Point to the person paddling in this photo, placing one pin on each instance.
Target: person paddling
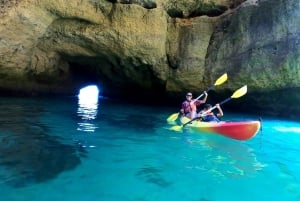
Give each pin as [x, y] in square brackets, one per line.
[189, 106]
[210, 116]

▸ REQUIREMENT
Arrange all of the material above as a Markdown table with two columns, Row and Line. Give each line that isn't blank its own numbered row, and leave the pictures out.

▸ RESPONSE TO THIS TASK
| Row | Line |
|---|---|
| 1 | Point to the person paddling in this photo, placing one pin on each instance. |
| 2 | Target: person paddling |
| 3 | Give each pin as [x, y] in square brackets, one per line. |
| 4 | [189, 106] |
| 5 | [210, 116] |